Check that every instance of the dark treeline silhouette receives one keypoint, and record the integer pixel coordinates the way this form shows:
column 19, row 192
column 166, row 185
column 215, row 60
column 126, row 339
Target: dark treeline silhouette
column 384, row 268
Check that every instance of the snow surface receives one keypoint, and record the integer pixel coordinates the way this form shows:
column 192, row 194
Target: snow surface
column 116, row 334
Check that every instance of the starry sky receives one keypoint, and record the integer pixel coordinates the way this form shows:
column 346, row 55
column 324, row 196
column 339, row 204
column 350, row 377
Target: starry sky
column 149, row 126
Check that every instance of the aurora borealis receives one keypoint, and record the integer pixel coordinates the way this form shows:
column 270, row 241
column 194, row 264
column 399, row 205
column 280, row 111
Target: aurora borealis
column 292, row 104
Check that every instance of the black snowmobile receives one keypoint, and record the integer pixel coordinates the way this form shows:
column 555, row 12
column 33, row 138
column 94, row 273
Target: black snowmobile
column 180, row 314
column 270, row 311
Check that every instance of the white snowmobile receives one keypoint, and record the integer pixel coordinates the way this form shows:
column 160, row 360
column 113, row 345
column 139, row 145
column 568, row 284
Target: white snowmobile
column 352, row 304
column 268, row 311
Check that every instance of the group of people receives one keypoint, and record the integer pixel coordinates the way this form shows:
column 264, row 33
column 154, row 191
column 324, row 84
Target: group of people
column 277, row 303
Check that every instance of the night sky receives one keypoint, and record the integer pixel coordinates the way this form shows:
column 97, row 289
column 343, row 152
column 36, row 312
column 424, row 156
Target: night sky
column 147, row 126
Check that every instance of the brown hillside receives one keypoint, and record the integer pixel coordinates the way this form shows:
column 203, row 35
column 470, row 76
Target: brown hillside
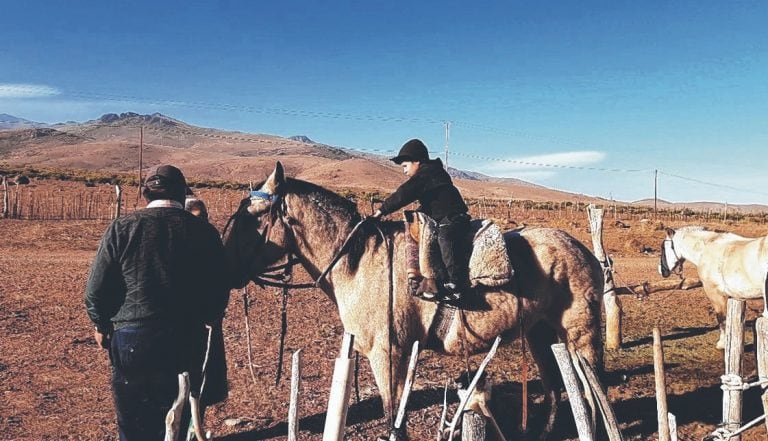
column 111, row 144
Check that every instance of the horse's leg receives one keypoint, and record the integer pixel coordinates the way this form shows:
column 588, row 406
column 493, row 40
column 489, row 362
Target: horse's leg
column 580, row 327
column 540, row 338
column 380, row 364
column 720, row 305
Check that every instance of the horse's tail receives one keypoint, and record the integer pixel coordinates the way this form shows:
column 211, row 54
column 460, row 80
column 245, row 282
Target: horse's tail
column 583, row 319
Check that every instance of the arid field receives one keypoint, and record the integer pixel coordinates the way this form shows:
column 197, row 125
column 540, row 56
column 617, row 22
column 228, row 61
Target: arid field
column 55, row 381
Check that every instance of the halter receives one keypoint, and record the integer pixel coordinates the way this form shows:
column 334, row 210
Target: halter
column 677, row 268
column 272, row 276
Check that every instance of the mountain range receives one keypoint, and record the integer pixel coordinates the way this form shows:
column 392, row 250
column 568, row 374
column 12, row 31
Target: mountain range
column 112, row 142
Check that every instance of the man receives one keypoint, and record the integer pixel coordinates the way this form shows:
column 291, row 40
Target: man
column 430, row 184
column 158, row 278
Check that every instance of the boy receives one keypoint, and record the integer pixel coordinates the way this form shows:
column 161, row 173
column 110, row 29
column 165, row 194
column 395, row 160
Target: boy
column 429, row 183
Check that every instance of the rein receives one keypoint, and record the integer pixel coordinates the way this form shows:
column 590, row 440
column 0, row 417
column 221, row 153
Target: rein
column 280, row 276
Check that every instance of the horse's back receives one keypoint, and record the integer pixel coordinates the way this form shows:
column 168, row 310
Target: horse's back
column 551, row 254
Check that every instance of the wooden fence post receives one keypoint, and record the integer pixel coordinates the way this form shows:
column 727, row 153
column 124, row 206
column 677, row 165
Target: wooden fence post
column 661, row 386
column 610, row 300
column 293, row 407
column 338, row 401
column 761, row 343
column 173, row 418
column 5, row 197
column 575, row 396
column 118, row 200
column 734, row 356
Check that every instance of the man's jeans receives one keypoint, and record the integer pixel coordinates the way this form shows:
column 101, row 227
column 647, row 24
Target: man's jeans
column 145, row 366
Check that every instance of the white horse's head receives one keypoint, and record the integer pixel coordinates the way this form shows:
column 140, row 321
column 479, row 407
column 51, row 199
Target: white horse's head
column 671, row 261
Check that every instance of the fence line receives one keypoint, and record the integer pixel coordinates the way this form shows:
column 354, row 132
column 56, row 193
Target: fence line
column 99, row 203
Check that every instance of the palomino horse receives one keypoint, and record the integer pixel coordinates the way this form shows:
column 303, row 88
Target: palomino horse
column 557, row 289
column 729, row 265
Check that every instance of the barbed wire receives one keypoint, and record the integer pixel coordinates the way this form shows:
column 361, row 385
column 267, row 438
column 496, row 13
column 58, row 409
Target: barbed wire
column 378, row 118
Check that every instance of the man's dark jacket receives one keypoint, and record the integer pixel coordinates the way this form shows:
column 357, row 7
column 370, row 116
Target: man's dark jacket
column 158, row 267
column 432, row 187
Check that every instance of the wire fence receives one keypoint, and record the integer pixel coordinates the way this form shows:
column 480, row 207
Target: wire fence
column 100, row 202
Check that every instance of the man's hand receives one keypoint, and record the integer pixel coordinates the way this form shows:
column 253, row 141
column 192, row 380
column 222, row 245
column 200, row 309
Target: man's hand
column 103, row 340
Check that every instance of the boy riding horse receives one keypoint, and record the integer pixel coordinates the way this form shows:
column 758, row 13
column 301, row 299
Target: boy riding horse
column 430, row 184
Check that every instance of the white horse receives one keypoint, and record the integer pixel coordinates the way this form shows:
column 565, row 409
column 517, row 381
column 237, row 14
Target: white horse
column 729, row 265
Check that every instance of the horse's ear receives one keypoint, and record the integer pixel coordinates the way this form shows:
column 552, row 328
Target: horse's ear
column 276, row 179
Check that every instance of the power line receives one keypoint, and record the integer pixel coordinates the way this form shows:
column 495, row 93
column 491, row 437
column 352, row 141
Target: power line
column 712, row 184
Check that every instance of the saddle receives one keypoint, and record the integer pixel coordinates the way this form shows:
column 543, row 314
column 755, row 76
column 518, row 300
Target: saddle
column 489, row 263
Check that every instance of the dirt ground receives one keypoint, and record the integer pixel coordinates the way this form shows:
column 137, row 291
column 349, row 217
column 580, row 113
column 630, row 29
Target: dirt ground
column 55, row 381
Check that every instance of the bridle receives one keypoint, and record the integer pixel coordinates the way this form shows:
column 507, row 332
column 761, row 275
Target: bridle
column 677, row 268
column 280, row 276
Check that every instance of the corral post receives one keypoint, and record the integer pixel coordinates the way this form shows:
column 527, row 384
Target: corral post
column 473, row 426
column 338, row 401
column 734, row 356
column 5, row 197
column 761, row 344
column 661, row 386
column 119, row 200
column 762, row 358
column 672, row 426
column 575, row 397
column 610, row 300
column 293, row 407
column 173, row 418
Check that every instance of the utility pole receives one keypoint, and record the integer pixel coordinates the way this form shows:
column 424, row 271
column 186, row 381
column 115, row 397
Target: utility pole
column 141, row 163
column 447, row 137
column 655, row 191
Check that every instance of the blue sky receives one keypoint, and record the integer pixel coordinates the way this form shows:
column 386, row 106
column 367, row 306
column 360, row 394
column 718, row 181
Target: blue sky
column 583, row 96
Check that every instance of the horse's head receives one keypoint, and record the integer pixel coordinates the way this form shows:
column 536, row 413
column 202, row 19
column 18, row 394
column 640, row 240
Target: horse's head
column 259, row 235
column 670, row 261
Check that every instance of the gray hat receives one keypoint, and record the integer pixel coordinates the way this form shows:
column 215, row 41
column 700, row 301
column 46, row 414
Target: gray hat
column 413, row 150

:: OBJECTIVE ::
Print all entries exactly. The images do not belong in the copy.

:: RIGHT ANSWER ::
Check that every instance of the dark treeline silhouette receives one keypoint, and record the integer pixel coordinates the way this form shows:
column 19, row 192
column 166, row 185
column 215, row 60
column 126, row 339
Target: dark treeline silhouette
column 384, row 268
Check that every instance of the snow surface receives one keypoint, and record the integer pixel coordinates the way this form shows:
column 192, row 194
Target: snow surface
column 116, row 334
Check that every instance of the starry sky receives one keypoint, and record the integer pixel coordinates the way this form shows:
column 346, row 55
column 324, row 196
column 339, row 204
column 350, row 377
Target: starry sky
column 149, row 126
Check that every instance of the aurora borealis receives one keypoint, and record the integer pixel coordinates the way this form shows:
column 270, row 241
column 194, row 264
column 399, row 205
column 280, row 111
Target: aurora borealis
column 292, row 104
Check that every instance of the black snowmobile receives one keypoint, and record the integer pixel coordinates the way this form shows:
column 555, row 12
column 33, row 138
column 94, row 273
Target: black snowmobile
column 180, row 314
column 270, row 311
Check that every instance of the white snowmobile receives one keypoint, and record the integer pixel coordinates the way this form shows:
column 160, row 360
column 113, row 345
column 139, row 145
column 568, row 284
Target: white snowmobile
column 352, row 304
column 268, row 311
Check that every instance of the group of people receives one keypoint, and record the integer pixel coordinates the way this form shows:
column 264, row 33
column 154, row 191
column 324, row 84
Target: group of people
column 277, row 303
Check that every instance of the night sky receives one keypoint, and record the integer pixel coordinates the way this form shows:
column 97, row 289
column 343, row 152
column 36, row 312
column 424, row 156
Target: night sky
column 147, row 126
Check that every instance of the brown hillside receives one keypoint, and record the integer pixel coordinates the way this form shows:
column 203, row 35
column 470, row 76
Target: brown hillside
column 111, row 144
Check that every instance of the horse's leg receives one keypoint, and record the integer pixel coordinates the way this form shows:
column 588, row 406
column 493, row 40
column 489, row 362
Target: horse's leg
column 580, row 327
column 540, row 338
column 380, row 364
column 720, row 305
Check that every instance of the horse's tail receives one keypoint, and record the integer pixel coordinates the way this form shows:
column 211, row 54
column 460, row 80
column 245, row 282
Target: horse's tail
column 583, row 319
Check that every instance of the arid field receives one keypoint, and record the integer pixel coordinates the way this form shows:
column 197, row 125
column 540, row 56
column 617, row 22
column 228, row 61
Target: arid field
column 55, row 381
Check that every instance of the halter receives one keypoint, and record the integer pixel coordinates the way this form shows:
column 334, row 210
Target: halter
column 677, row 268
column 272, row 276
Check that every instance of the mountain range receives one keypoint, and record the integer pixel coordinates the way this form shows:
column 392, row 250
column 568, row 374
column 12, row 31
Target: mountain range
column 112, row 142
Check that every instance of the man receives one keypoint, and record the integer pixel coordinates the way this form shows:
column 291, row 40
Target: man
column 430, row 184
column 158, row 278
Check that every instance of the boy receives one keypoint, and record the integer pixel coordinates the way this form shows:
column 161, row 173
column 110, row 29
column 165, row 194
column 395, row 160
Target: boy
column 429, row 183
Check that every instance of the rein receives one keypoint, and record the integer pixel coordinates the way this form shows:
column 590, row 440
column 0, row 417
column 221, row 153
Target: rein
column 280, row 276
Check that every instance of the horse's back receives one keypoint, and record the integer pixel coordinates the way this form shows:
column 168, row 310
Target: horse's back
column 551, row 254
Check that every instance of the wooden fence post receives one keypoint, and record the integer pixel coordinates the way this form shows:
column 727, row 153
column 124, row 206
column 677, row 165
Target: wooden fence post
column 661, row 386
column 610, row 300
column 293, row 407
column 338, row 401
column 761, row 343
column 173, row 418
column 5, row 197
column 575, row 396
column 118, row 200
column 734, row 356
Check that every instance of the man's jeans receives one keypoint, and record the integer pixel coordinates the way this form shows:
column 101, row 227
column 647, row 24
Target: man's jeans
column 145, row 366
Check that every instance of the white horse's head receives one keypoint, and record the integer pixel coordinates the way this form shows:
column 140, row 321
column 479, row 407
column 51, row 199
Target: white horse's head
column 671, row 261
Check that every instance of the fence line receives one keypoint, and record the integer pixel coordinates the way this form shows:
column 354, row 132
column 56, row 193
Target: fence line
column 99, row 203
Check that every instance of the palomino horse receives one keypoint, and record the integer pixel coordinates the way this form shows:
column 303, row 88
Target: palomino horse
column 557, row 289
column 729, row 265
Check that every instance of the barbed wire receives one keypoint, and record the integer pixel coordinates the way this form shows:
column 361, row 385
column 267, row 438
column 496, row 13
column 58, row 409
Target: barbed wire
column 378, row 118
Check that every instance of the man's dark jacket receives one keypoint, and record the integer pixel coordinates the way this form shows:
column 357, row 7
column 370, row 116
Target: man's dark jacket
column 158, row 267
column 432, row 187
Check that every instance of the wire fence receives one keypoint, and record the integer pixel coordinates the way this form shows:
column 480, row 207
Target: wire fence
column 100, row 202
Check that every instance of the man's hand receives one keypoint, and record the integer pixel coordinates the way this form shows:
column 253, row 141
column 192, row 380
column 222, row 245
column 200, row 309
Target: man's hand
column 103, row 340
Check that every instance of the boy riding horse receives one keypoint, and record the integer pixel coordinates the way this form shows:
column 758, row 13
column 301, row 299
Target: boy riding horse
column 430, row 184
Check that every instance of the white horse receives one keypoint, and record the integer pixel coordinates the way this form shows:
column 565, row 409
column 517, row 381
column 237, row 14
Target: white horse
column 729, row 265
Check that every instance of the horse's ear receives one keypoint, and record the integer pixel coordinates the way this form shows:
column 552, row 328
Target: horse's ear
column 276, row 179
Check that every instance of the power line receives one keypoint, and record the integer pixel coordinates the way this form shows:
column 495, row 93
column 491, row 437
column 352, row 141
Target: power line
column 712, row 184
Check that every instance of the saddle receives one keypoint, and record the integer pixel coordinates the way this form shows:
column 543, row 314
column 755, row 76
column 518, row 300
Target: saddle
column 489, row 263
Check that every instance of the dirt ground receives one keypoint, and record the integer pixel coordinates the way this form shows:
column 137, row 291
column 349, row 217
column 580, row 113
column 630, row 29
Target: dirt ground
column 55, row 381
Check that every instance of the bridle receives one keypoint, and record the integer pixel coordinates the way this form shows:
column 507, row 332
column 761, row 275
Target: bridle
column 677, row 268
column 280, row 276
Check that every instance of the corral post receives one keypoint, and record the integer pixel coordinates the way this form shows:
column 527, row 384
Target: corral post
column 473, row 426
column 338, row 401
column 734, row 356
column 5, row 197
column 761, row 344
column 661, row 386
column 119, row 200
column 762, row 358
column 672, row 426
column 575, row 397
column 610, row 300
column 293, row 407
column 173, row 418
Check that every instance of the utility pole receives one keypoint, and record the integer pixel coordinates the way this form shows:
column 424, row 271
column 186, row 381
column 115, row 397
Target: utility pole
column 141, row 163
column 447, row 137
column 655, row 191
Check that every instance of the blue sky receives one keypoint, and record the integer pixel coordinates the way this form shows:
column 386, row 106
column 367, row 306
column 360, row 394
column 718, row 181
Target: blue sky
column 583, row 96
Check that every instance of the horse's head receives one keypoint, and record the integer pixel coordinates the way this form shows:
column 536, row 413
column 202, row 19
column 18, row 394
column 640, row 240
Target: horse's head
column 259, row 235
column 670, row 261
Check that every instance of the gray hat receives one keypoint, and record the integer pixel coordinates the way this form shows:
column 215, row 41
column 700, row 301
column 46, row 414
Target: gray hat
column 413, row 150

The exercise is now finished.